Source data:
────────────────
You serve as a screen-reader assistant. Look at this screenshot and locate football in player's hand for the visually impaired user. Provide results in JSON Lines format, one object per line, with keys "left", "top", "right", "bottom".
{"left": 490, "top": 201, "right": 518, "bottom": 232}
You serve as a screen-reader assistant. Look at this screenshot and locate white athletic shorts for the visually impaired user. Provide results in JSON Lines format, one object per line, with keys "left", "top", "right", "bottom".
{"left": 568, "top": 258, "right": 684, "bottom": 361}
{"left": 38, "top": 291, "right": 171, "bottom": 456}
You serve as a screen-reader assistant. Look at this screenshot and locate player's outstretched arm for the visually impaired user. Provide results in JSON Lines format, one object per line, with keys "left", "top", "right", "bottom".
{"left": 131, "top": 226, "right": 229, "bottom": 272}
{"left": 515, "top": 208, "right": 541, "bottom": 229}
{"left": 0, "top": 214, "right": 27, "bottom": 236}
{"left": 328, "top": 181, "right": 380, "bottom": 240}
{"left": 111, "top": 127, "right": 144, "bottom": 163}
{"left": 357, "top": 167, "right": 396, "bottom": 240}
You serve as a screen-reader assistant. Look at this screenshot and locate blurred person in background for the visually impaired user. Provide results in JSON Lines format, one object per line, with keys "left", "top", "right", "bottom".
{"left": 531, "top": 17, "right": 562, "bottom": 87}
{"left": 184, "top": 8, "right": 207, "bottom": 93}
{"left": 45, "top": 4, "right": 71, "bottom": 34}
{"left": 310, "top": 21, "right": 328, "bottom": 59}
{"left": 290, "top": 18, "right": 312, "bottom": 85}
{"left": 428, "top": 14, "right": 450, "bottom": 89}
────────────────
Write out every record verbatim.

→ **RESPONSE TO THIS TASK**
You serve as a screen-reader assistant. Look at this screenshot and locate football in player's hand for the visually impaired user. Provide results in JSON Lines format, one object per line, with keys "left", "top", "right", "bottom".
{"left": 490, "top": 201, "right": 518, "bottom": 232}
You serve as a screen-reader assistant. Look at this screenshot and locate white athletic shorts for the visually impaired user. Provide results in JSON Lines format, one object per line, with keys "left", "top", "right", "bottom".
{"left": 568, "top": 258, "right": 684, "bottom": 361}
{"left": 38, "top": 291, "right": 171, "bottom": 456}
You serve as a screen-reader assistant. Look at this screenshot and locate player's outstretched arm for the visually impaired user. Provide results in JSON Lines format, one object per line, with keys "left", "top", "right", "bottom".
{"left": 131, "top": 226, "right": 229, "bottom": 272}
{"left": 515, "top": 208, "right": 541, "bottom": 229}
{"left": 0, "top": 214, "right": 27, "bottom": 236}
{"left": 328, "top": 181, "right": 380, "bottom": 240}
{"left": 111, "top": 127, "right": 144, "bottom": 163}
{"left": 357, "top": 167, "right": 396, "bottom": 240}
You serve as a screen-reader assistant. Look at this screenshot and locate blurred person in background for the visually impaired user. Provide results in JSON Lines format, one object per line, with keys "left", "top", "right", "bottom".
{"left": 531, "top": 17, "right": 562, "bottom": 87}
{"left": 184, "top": 8, "right": 207, "bottom": 93}
{"left": 45, "top": 4, "right": 71, "bottom": 34}
{"left": 310, "top": 21, "right": 328, "bottom": 59}
{"left": 290, "top": 18, "right": 312, "bottom": 85}
{"left": 428, "top": 14, "right": 450, "bottom": 89}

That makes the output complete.